- TASK DIRECTIONS -
Reproduce every line from the one containing "of the green" through the end of the items below, both included and requests too, with each point coordinate multiplied by 0.7 and rounded to a whole number, halves up. Give only those lines.

* * *

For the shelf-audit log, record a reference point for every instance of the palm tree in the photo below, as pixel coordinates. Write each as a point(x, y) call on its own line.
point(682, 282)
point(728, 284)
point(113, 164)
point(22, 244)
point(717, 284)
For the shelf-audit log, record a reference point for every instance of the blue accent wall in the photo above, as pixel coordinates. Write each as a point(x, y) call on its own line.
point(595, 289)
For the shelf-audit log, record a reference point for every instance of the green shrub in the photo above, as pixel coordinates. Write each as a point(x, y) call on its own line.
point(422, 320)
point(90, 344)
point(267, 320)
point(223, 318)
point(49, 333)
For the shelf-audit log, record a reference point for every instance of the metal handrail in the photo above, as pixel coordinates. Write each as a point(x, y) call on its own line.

* * *

- RIGHT ANSWER -
For the shelf-audit log, record a reference point for every instance of the green shrub in the photo above, as pixel coordinates. Write each as a point(x, y) call on its own line.
point(295, 224)
point(63, 241)
point(187, 224)
point(156, 223)
point(34, 233)
For the shelf-audit log, record a reference point for every instance of the metal handrail in the photo above, as pixel coordinates. Write each as a point(x, y) call on its own line.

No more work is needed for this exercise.